Show every line from the records below that contains the string "necktie", copied word for word.
-------- DATA SUPPLIED
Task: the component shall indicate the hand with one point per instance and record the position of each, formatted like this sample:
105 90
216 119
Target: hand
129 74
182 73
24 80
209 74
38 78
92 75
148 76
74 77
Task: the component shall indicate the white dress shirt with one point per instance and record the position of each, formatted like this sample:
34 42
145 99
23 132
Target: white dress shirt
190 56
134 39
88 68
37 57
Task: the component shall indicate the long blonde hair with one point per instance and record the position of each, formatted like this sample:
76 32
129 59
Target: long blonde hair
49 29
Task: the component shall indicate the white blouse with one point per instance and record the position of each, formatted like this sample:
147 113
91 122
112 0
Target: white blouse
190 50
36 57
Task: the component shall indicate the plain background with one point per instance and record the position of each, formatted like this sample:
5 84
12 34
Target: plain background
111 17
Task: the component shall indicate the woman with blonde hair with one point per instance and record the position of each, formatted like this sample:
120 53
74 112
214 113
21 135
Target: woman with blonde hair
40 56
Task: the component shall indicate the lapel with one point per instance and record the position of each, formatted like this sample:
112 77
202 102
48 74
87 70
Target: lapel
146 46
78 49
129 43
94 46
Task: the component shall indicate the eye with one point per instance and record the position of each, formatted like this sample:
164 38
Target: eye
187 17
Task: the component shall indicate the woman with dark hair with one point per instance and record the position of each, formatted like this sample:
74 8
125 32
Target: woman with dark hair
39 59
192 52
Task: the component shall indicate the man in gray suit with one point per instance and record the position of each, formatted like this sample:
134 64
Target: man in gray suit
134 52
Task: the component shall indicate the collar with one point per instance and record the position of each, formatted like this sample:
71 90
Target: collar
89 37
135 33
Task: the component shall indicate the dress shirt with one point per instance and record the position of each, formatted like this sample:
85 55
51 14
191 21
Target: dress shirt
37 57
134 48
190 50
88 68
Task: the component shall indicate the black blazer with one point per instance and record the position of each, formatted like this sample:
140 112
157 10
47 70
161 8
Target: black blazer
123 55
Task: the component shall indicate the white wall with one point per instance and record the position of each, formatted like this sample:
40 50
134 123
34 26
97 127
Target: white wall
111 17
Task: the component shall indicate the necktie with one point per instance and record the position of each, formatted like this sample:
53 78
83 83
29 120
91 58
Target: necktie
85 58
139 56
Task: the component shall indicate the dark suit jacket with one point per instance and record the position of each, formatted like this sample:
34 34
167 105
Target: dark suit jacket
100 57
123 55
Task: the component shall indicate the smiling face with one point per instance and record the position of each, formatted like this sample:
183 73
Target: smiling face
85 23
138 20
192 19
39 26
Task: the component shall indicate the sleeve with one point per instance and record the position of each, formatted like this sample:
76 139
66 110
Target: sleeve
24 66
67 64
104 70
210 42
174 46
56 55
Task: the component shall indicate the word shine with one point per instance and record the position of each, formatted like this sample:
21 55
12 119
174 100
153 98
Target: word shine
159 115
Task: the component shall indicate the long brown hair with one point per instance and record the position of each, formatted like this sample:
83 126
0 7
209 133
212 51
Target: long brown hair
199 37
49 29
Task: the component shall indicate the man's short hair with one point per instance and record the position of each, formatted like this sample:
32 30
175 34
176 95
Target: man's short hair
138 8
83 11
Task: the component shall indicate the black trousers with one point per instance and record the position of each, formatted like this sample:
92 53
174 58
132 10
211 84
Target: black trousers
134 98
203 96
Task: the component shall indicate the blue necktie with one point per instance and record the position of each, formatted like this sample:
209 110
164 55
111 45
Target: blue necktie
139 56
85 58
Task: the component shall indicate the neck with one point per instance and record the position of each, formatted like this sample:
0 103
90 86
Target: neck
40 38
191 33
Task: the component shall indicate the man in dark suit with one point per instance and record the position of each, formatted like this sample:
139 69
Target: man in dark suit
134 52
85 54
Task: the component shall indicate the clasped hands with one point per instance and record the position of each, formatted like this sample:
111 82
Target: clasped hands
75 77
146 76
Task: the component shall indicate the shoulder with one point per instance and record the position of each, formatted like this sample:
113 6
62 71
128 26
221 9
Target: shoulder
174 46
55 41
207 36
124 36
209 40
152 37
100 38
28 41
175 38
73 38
----------------
-------- DATA SUPPLIED
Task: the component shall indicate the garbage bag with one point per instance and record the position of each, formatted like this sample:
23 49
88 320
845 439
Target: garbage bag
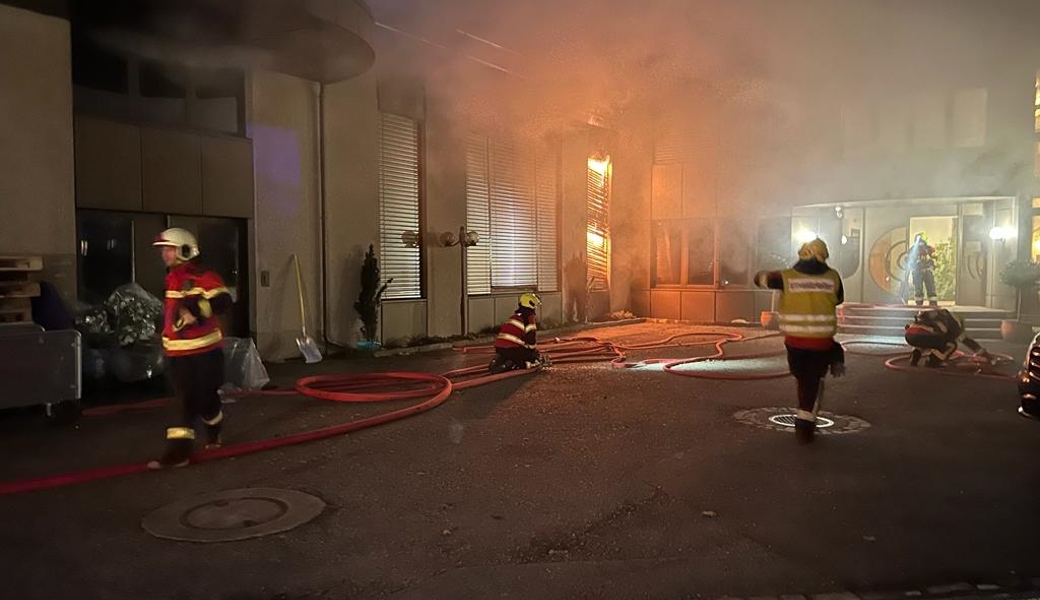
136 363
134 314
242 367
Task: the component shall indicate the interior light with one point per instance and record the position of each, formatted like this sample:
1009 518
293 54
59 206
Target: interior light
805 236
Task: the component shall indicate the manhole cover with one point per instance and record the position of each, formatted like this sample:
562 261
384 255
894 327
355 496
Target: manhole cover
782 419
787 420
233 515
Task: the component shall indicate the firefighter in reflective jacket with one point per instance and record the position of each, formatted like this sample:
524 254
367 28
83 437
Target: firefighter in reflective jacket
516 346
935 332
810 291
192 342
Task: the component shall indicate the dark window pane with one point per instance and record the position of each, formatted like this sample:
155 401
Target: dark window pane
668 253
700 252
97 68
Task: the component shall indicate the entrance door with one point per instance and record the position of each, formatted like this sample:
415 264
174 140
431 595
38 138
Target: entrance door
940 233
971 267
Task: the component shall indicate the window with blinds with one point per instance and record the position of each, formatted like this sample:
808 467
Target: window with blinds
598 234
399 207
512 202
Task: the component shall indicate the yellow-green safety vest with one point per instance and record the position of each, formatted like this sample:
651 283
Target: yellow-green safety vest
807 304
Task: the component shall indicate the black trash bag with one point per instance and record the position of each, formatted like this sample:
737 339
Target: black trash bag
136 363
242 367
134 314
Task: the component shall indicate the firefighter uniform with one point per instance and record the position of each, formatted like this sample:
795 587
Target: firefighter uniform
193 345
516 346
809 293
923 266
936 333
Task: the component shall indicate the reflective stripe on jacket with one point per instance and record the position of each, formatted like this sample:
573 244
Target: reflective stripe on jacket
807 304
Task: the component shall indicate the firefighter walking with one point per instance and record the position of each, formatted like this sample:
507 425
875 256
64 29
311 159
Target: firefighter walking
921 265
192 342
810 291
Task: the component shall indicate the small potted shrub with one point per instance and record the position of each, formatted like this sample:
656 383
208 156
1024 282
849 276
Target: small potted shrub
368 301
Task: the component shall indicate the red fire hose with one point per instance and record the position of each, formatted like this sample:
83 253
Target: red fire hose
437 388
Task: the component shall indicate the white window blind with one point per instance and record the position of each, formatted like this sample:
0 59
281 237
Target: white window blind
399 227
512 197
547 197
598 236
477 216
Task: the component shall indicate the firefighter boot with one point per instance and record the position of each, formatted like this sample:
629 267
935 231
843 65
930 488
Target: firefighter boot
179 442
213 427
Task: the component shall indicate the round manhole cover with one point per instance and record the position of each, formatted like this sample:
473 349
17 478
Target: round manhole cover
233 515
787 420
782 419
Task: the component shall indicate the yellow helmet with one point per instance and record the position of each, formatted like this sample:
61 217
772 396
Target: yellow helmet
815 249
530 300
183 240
----------------
-------- DATA SUPPLIED
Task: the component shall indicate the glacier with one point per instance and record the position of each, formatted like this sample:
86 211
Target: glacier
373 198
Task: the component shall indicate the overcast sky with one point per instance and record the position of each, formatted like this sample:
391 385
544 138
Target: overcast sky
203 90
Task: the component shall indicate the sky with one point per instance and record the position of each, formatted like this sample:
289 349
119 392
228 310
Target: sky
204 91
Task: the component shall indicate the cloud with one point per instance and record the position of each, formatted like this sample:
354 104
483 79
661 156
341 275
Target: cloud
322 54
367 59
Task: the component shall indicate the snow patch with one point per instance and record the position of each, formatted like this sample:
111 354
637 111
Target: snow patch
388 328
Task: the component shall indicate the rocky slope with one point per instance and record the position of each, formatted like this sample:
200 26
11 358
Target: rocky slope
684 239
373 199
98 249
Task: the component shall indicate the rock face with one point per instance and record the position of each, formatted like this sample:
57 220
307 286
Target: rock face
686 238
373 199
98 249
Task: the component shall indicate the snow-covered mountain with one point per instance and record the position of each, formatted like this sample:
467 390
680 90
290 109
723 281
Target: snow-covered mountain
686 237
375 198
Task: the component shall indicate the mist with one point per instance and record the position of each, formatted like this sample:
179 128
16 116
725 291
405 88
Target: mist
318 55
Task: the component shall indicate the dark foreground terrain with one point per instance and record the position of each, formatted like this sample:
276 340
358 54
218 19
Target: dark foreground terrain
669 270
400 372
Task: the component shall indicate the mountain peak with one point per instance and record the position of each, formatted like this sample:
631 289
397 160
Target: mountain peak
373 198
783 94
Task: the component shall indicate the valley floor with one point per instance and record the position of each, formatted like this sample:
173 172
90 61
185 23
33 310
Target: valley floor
----------------
EXERCISE ANSWER:
Task: the component shall indicate the necktie with one point per instance and record the position of each, formatted like this sample:
Target: necktie
Task: the component shall indicate the blue necktie with one point per instance and record the position of each, formatted like this sample:
Target: blue necktie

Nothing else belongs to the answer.